Copy out every record precisely.

* _Dataset rows on where objects appear_:
◇ ◇ ◇ ◇ ◇

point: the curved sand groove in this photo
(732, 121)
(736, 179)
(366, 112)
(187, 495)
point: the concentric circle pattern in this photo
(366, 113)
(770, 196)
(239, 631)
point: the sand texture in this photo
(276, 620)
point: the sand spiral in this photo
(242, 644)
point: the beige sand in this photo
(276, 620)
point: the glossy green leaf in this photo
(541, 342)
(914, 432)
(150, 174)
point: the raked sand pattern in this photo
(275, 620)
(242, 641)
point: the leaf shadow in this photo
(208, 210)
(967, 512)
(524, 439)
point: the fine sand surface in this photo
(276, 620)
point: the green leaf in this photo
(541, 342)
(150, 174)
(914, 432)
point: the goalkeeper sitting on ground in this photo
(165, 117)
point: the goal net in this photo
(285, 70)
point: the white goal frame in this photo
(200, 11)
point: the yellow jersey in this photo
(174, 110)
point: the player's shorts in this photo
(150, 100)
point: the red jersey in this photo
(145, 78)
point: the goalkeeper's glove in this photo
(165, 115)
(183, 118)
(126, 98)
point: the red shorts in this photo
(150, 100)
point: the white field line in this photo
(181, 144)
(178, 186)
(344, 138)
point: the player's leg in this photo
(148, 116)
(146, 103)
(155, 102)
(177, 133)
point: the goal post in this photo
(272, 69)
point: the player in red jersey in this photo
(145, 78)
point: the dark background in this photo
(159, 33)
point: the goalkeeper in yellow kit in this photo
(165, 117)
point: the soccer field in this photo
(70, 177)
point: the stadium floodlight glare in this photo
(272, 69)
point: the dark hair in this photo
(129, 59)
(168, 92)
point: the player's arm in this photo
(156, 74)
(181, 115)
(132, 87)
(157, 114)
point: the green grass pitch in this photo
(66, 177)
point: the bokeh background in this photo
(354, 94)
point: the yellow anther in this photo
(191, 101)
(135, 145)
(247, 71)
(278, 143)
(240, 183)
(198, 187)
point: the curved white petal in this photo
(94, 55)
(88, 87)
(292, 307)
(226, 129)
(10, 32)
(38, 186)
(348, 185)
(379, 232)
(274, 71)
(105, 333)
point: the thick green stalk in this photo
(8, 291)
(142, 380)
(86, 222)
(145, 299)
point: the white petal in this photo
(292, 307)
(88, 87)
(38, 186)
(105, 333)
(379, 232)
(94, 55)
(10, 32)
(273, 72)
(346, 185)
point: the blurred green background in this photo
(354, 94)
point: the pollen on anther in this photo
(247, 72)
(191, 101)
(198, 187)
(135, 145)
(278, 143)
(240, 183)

◇ ◇ ◇ ◇ ◇

* _Right answer_:
point: the curved sand groove in this photo
(732, 121)
(736, 179)
(366, 112)
(187, 495)
point: the concentric circle pattern in this photo
(366, 113)
(770, 196)
(239, 631)
point: the sand texture in this photo
(276, 620)
point: the sand spiral in this photo
(242, 644)
point: the beige sand in this photo
(276, 620)
point: the glossy green leaf in this photo
(541, 342)
(914, 432)
(150, 174)
point: the raked sand pattern in this photo
(275, 620)
(242, 641)
point: the leaf shadow in this photo
(208, 210)
(967, 512)
(524, 439)
point: the fine sand surface in this photo
(276, 620)
point: the green leaf in this photo
(541, 342)
(150, 174)
(914, 432)
point: the goalkeeper sitting on ground in this photo
(165, 117)
point: the goal net in this photo
(285, 70)
point: the white goal frame in this photo
(200, 11)
point: the yellow jersey in this photo
(174, 110)
point: the player's shorts in this photo
(150, 100)
point: the red jersey in this photo
(145, 78)
point: the goalkeeper's glove in this photo
(165, 115)
(183, 118)
(126, 98)
point: the red shorts in this photo
(150, 100)
point: the white field line in this photo
(181, 144)
(178, 186)
(344, 138)
point: the player's leg in this photo
(148, 116)
(146, 103)
(155, 102)
(177, 133)
point: the goal post in this photo
(272, 69)
point: the player in red jersey in this photo
(145, 78)
point: the dark background in this photo
(159, 33)
point: the goalkeeper in yellow kit in this photo
(165, 117)
point: the soccer field in this photo
(70, 177)
point: the stadium floodlight glare in this photo
(272, 69)
point: the dark hair in this photo
(129, 59)
(168, 92)
point: the player's arm in this photo
(156, 74)
(181, 115)
(132, 87)
(157, 114)
point: the green grass pitch in this photo
(66, 177)
point: the bokeh background in this photo
(354, 94)
point: the yellow anther in this photo
(191, 101)
(135, 145)
(247, 71)
(278, 143)
(240, 183)
(198, 187)
point: the curved white petal in this photo
(94, 55)
(88, 87)
(292, 307)
(226, 129)
(10, 32)
(38, 186)
(348, 185)
(379, 232)
(274, 71)
(105, 333)
point: the thick green stalk in this photo
(8, 291)
(142, 380)
(86, 222)
(145, 299)
point: the white petal in this photo
(292, 307)
(88, 87)
(38, 186)
(105, 333)
(379, 232)
(94, 55)
(10, 32)
(273, 72)
(346, 185)
point: the blurred green background in this photo
(354, 94)
point: the pollen on anther in this photo
(247, 72)
(191, 101)
(198, 187)
(135, 145)
(278, 143)
(240, 183)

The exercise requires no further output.